» **TASK PROMPT**
Give back the whole listing exactly as shown.
───── RECORD SET
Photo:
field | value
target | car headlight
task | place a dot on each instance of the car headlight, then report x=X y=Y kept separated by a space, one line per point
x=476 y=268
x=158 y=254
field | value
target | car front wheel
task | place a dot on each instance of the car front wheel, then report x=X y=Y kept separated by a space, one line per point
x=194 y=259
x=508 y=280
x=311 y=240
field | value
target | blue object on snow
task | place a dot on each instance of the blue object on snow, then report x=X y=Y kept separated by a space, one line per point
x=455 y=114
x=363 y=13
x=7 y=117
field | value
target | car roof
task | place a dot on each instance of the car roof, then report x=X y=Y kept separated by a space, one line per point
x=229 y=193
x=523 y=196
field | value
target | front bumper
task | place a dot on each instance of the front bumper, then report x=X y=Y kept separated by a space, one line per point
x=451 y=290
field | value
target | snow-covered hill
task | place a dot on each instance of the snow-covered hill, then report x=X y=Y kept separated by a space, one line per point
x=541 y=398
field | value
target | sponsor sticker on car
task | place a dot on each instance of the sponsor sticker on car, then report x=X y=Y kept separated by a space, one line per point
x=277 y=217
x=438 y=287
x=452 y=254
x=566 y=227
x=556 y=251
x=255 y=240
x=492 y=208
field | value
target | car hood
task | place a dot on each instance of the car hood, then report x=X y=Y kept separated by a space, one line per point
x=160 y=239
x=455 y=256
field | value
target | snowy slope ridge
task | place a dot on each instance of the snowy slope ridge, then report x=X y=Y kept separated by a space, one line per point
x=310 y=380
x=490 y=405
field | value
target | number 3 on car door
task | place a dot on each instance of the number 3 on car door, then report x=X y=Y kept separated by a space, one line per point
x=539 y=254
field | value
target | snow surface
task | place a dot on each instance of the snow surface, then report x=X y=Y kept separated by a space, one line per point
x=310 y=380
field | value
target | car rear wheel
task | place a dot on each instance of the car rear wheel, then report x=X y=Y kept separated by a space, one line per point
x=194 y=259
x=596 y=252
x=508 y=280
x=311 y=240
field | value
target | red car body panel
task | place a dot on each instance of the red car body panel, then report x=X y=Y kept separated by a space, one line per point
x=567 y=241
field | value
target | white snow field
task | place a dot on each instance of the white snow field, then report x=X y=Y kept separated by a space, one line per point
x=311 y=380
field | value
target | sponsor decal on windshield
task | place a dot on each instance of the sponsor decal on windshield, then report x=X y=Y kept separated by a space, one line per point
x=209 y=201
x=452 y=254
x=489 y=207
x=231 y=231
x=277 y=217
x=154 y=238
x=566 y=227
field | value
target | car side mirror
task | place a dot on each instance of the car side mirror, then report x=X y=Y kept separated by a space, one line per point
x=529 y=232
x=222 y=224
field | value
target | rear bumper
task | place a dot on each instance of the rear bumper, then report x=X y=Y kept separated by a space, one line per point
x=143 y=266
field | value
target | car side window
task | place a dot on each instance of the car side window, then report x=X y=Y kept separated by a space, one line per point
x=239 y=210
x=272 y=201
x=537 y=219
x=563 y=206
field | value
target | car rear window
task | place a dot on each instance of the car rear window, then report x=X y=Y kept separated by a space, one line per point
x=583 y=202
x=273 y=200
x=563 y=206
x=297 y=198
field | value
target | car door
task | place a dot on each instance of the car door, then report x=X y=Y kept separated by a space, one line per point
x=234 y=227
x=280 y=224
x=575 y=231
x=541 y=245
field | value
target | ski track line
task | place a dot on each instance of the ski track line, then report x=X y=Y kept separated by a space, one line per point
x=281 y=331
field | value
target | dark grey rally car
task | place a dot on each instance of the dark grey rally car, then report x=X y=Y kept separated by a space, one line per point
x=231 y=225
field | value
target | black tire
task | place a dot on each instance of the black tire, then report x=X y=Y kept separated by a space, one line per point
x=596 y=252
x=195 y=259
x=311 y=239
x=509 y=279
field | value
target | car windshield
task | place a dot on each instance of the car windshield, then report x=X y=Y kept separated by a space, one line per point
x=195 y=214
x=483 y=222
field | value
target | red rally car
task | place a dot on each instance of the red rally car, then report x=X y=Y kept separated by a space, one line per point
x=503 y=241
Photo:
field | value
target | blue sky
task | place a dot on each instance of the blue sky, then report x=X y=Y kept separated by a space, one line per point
──────────
» **OUTPUT FOR THIS EXERCISE**
Photo:
field | value
target | car headlight
task | place a dot on each instance of the car headlight, then report x=X y=Y kept separated by a space, one line per point
x=476 y=268
x=158 y=254
field | value
target | car front wheel
task | place a dot on each instance of the car front wheel, then report x=X y=Y kept separated by a space, one line per point
x=194 y=259
x=508 y=280
x=311 y=240
field | value
target | blue object on snow
task | place a dot on each instance of the blue object on snow, then report x=X y=Y kept separated by a space, one line per point
x=455 y=114
x=363 y=13
x=7 y=117
field | value
target | car roof
task | place a dot on each instance of the car roof, then report x=X y=Y kept separated by a space, one line per point
x=229 y=193
x=523 y=196
field | value
target | front bumper
task | place a dot on each instance of the front bumper, then report x=X y=Y kept separated by a space, one line per point
x=451 y=290
field | value
target | snow-covered hill
task | place a dot on each instance of the snow-covered hill, then report x=X y=Y kept separated by a space, one line per point
x=541 y=398
field | value
target | sponsor sticker on car
task | place a dot on each instance of the sponsor sticker on car, then report x=X y=Y kept separated by a space, one line per point
x=277 y=217
x=438 y=287
x=452 y=254
x=566 y=227
x=556 y=251
x=255 y=240
x=492 y=208
field | value
target | car hood
task | place a dot on each instance of the car hood, then report x=X y=Y kept separated by a space, one line per point
x=160 y=239
x=455 y=256
field | value
target | snowy slope ridge
task | place a dot on each instance of the snowy slope ridge, then report x=X y=Y kept separated by a space, one line per point
x=310 y=380
x=490 y=405
field | value
target | number 3 on car door
task | place a dot on each instance of the number 3 on car door, then report x=X y=Y kept separated by a space, one line per point
x=539 y=254
field | value
target | snow surface
task | place a dot on each instance of the snow surface, then report x=X y=Y kept separated by a space, one line per point
x=310 y=380
field | value
target | car rear wheel
task | place a dot on each instance of the car rear wheel, then report x=X y=Y kept separated by a space, one line per point
x=194 y=259
x=596 y=252
x=508 y=280
x=311 y=240
field | value
target | red car body panel
task | place a dot on each instance of the red car body panel, then report x=X y=Y kept separated by a space, one line per point
x=567 y=241
field | value
target | white snow field
task | place a dot on each instance of the white snow field, then report x=X y=Y kept separated by a space, one line per point
x=311 y=380
field | value
target | sponsor decal on windshield
task | place a dot on each instance of the sponsor decal on windshield, then report x=X y=Y kept separated by a space, one line per point
x=209 y=201
x=452 y=254
x=489 y=207
x=231 y=231
x=277 y=217
x=154 y=238
x=566 y=227
field | value
target | car side mirror
task | place a dot on each instance of the car side mirror, then report x=X y=Y kept separated by a space, one line per point
x=529 y=232
x=222 y=224
field | value
target | rear bumper
task | place a dot on each instance of the rear bumper, then report x=X y=Y kept separated by a space, one line per point
x=143 y=266
field | value
target | car side window
task | place a dot on each instance of the car side window, then report x=X y=Y kept separated by a space, one line per point
x=239 y=210
x=272 y=201
x=537 y=219
x=563 y=206
field | value
target | car rear window
task | place a dot on each instance of the car rear window, then report x=X y=Y kept separated by a space, one line per point
x=583 y=202
x=273 y=200
x=563 y=206
x=297 y=198
field | value
target | car door
task | place a dot on each instance of the car door, then report x=X y=Y kept separated by a space, one line per point
x=234 y=227
x=280 y=224
x=575 y=231
x=541 y=245
field | value
target | ski track line
task | place a dot on each instance of the ski track line, then report x=X y=Y kept separated by a space, one line per point
x=281 y=331
field | value
target | dark grey rally car
task | place a dot on each instance of the dark grey rally car, then report x=X y=Y kept separated by a space, one line per point
x=231 y=225
field | value
target | black tire
task | place a dot on each instance of the black tire, then report x=X y=Y kept separated by a space, one line per point
x=596 y=252
x=195 y=259
x=311 y=239
x=509 y=279
field | value
target | car windshield
task | place a dot on each instance of the car windshield, then report x=X y=Y kept separated by a space, one line per point
x=195 y=214
x=483 y=222
field | value
target | red rally car
task | place a dot on each instance of the red rally car, then report x=X y=Y kept separated by a space, one line per point
x=503 y=241
Photo:
field | value
target | blue sky
task | place a dot on each instance of the blue sky, then report x=X y=Y kept separated by a space, one line per point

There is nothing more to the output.